▶ DATASET RECORDS:
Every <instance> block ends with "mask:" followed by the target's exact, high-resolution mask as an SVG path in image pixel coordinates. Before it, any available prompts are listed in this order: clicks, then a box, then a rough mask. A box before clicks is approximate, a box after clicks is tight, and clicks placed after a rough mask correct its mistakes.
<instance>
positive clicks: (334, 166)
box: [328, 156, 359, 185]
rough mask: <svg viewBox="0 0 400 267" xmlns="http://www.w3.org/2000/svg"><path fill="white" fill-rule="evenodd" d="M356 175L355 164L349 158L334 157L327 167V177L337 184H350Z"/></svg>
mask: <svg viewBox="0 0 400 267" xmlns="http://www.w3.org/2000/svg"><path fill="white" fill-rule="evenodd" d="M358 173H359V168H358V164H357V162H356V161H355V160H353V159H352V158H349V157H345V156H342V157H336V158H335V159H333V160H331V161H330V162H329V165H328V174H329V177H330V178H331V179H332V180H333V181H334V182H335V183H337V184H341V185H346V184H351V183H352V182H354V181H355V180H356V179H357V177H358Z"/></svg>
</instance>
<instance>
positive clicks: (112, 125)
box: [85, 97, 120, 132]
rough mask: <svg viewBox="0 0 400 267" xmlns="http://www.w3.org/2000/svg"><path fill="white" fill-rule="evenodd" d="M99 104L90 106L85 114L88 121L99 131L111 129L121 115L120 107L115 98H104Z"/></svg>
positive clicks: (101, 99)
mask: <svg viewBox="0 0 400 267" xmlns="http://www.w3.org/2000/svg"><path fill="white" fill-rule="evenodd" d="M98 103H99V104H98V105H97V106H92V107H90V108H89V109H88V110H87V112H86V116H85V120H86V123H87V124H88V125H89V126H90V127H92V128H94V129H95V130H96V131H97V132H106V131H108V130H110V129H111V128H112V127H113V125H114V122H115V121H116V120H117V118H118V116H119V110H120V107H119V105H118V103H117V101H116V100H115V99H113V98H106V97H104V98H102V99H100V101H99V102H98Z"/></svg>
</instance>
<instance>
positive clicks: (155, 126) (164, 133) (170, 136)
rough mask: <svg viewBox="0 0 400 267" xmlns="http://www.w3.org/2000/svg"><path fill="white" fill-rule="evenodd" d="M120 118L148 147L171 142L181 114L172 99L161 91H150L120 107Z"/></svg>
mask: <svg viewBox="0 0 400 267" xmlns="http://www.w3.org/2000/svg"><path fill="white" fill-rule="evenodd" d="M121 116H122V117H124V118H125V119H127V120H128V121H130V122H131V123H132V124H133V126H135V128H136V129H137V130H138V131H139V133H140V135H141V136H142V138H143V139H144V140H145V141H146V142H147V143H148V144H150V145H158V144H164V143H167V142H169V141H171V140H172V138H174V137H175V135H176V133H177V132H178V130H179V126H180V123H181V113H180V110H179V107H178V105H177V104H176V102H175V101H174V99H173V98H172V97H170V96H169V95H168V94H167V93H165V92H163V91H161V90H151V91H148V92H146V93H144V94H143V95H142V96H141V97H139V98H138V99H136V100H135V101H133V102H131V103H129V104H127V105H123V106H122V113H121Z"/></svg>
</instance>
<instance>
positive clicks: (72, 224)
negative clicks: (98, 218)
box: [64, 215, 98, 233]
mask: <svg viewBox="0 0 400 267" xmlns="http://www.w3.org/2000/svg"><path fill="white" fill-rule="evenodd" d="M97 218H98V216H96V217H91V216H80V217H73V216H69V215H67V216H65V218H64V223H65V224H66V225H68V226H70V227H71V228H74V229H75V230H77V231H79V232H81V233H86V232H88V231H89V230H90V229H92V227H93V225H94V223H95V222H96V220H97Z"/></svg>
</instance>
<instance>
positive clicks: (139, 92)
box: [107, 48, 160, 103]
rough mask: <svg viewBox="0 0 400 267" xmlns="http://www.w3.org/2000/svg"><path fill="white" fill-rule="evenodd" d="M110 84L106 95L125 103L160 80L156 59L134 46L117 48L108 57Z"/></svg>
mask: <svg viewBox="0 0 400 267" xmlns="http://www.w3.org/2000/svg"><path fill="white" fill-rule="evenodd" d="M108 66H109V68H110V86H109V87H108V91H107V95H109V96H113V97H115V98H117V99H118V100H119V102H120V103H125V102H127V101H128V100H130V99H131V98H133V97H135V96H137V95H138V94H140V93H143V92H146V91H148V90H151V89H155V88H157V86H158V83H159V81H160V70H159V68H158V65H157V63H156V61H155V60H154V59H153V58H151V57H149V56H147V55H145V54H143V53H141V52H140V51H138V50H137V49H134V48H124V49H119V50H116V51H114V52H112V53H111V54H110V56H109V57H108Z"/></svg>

▶ WHAT YOU NEED TO DO: Each record needs to be duplicated exactly as given.

▶ FINISHED TASK:
Every <instance> block ends with "mask:" followed by the target's exact, high-resolution mask as an SVG path in image pixel coordinates. Before it, any available prompts are listed in this order: clicks, then a box, then a rough mask. A box before clicks is approximate, a box after clicks is tight, and clicks placed after a rough mask correct its mistakes.
<instance>
positive clicks: (334, 166)
box: [328, 156, 359, 185]
rough mask: <svg viewBox="0 0 400 267" xmlns="http://www.w3.org/2000/svg"><path fill="white" fill-rule="evenodd" d="M356 175L355 164L349 158L334 157L327 167V177L337 184H350Z"/></svg>
mask: <svg viewBox="0 0 400 267" xmlns="http://www.w3.org/2000/svg"><path fill="white" fill-rule="evenodd" d="M358 173H359V168H358V164H357V162H356V161H355V160H353V159H352V158H349V157H345V156H342V157H336V158H335V159H333V160H331V161H330V162H329V165H328V174H329V177H330V178H331V179H332V180H333V181H334V182H335V183H337V184H341V185H346V184H351V183H352V182H354V181H355V180H356V179H357V177H358Z"/></svg>
</instance>
<instance>
positive clicks: (112, 125)
box: [85, 97, 120, 132]
rough mask: <svg viewBox="0 0 400 267" xmlns="http://www.w3.org/2000/svg"><path fill="white" fill-rule="evenodd" d="M99 104L90 106L85 114L88 121L99 131L111 129L121 115L120 107L115 98H104Z"/></svg>
positive clicks: (101, 99)
mask: <svg viewBox="0 0 400 267" xmlns="http://www.w3.org/2000/svg"><path fill="white" fill-rule="evenodd" d="M98 103H99V104H98V105H97V106H92V107H90V108H89V109H88V110H87V112H86V116H85V120H86V123H87V124H88V125H89V126H90V127H92V128H94V129H95V130H96V131H97V132H106V131H108V130H110V129H111V128H112V127H113V125H114V122H115V121H116V120H117V118H118V116H119V110H120V107H119V105H118V103H117V101H116V100H115V99H113V98H106V97H104V98H102V99H100V101H99V102H98Z"/></svg>
</instance>
<instance>
positive clicks: (155, 126) (164, 133) (170, 136)
rough mask: <svg viewBox="0 0 400 267" xmlns="http://www.w3.org/2000/svg"><path fill="white" fill-rule="evenodd" d="M120 118L148 147L171 142L181 114L172 99L161 91H150L120 107Z"/></svg>
mask: <svg viewBox="0 0 400 267" xmlns="http://www.w3.org/2000/svg"><path fill="white" fill-rule="evenodd" d="M121 116H122V117H124V118H125V119H127V120H128V121H130V122H131V123H132V124H133V126H135V128H136V129H137V130H138V131H139V133H140V135H141V136H142V138H143V139H144V140H145V141H146V142H147V143H148V144H150V145H158V144H164V143H167V142H169V141H171V140H172V138H174V137H175V135H176V133H177V132H178V130H179V126H180V123H181V113H180V110H179V107H178V105H177V104H176V102H175V101H174V99H173V98H172V97H170V96H169V95H168V94H167V93H165V92H163V91H161V90H151V91H148V92H146V93H144V94H143V95H142V96H141V97H139V98H138V99H136V100H135V101H133V102H131V103H129V104H127V105H123V106H122V113H121Z"/></svg>
</instance>
<instance>
positive clicks: (72, 224)
negative clicks: (98, 218)
box: [64, 215, 98, 233]
mask: <svg viewBox="0 0 400 267" xmlns="http://www.w3.org/2000/svg"><path fill="white" fill-rule="evenodd" d="M97 218H98V216H96V217H91V216H80V217H73V216H69V215H67V216H65V218H64V223H65V224H66V225H68V226H70V227H71V228H74V229H75V230H77V231H79V232H81V233H86V232H88V231H89V230H90V229H92V227H93V225H94V223H95V222H96V220H97Z"/></svg>
</instance>
<instance>
positive clicks: (139, 92)
box: [107, 48, 160, 103]
rough mask: <svg viewBox="0 0 400 267" xmlns="http://www.w3.org/2000/svg"><path fill="white" fill-rule="evenodd" d="M110 84L106 95L125 103L160 80L156 59L134 46L117 48L108 57Z"/></svg>
mask: <svg viewBox="0 0 400 267" xmlns="http://www.w3.org/2000/svg"><path fill="white" fill-rule="evenodd" d="M108 66H109V68H110V86H109V87H108V91H107V95H109V96H113V97H115V98H117V99H118V100H119V102H120V103H125V102H127V101H128V100H130V99H131V98H133V97H135V96H137V95H138V94H140V93H143V92H146V91H148V90H151V89H155V88H157V86H158V83H159V81H160V70H159V68H158V65H157V63H156V61H155V60H154V59H153V58H151V57H149V56H147V55H145V54H143V53H141V52H140V51H138V50H137V49H134V48H124V49H119V50H116V51H114V52H112V53H111V54H110V56H109V57H108Z"/></svg>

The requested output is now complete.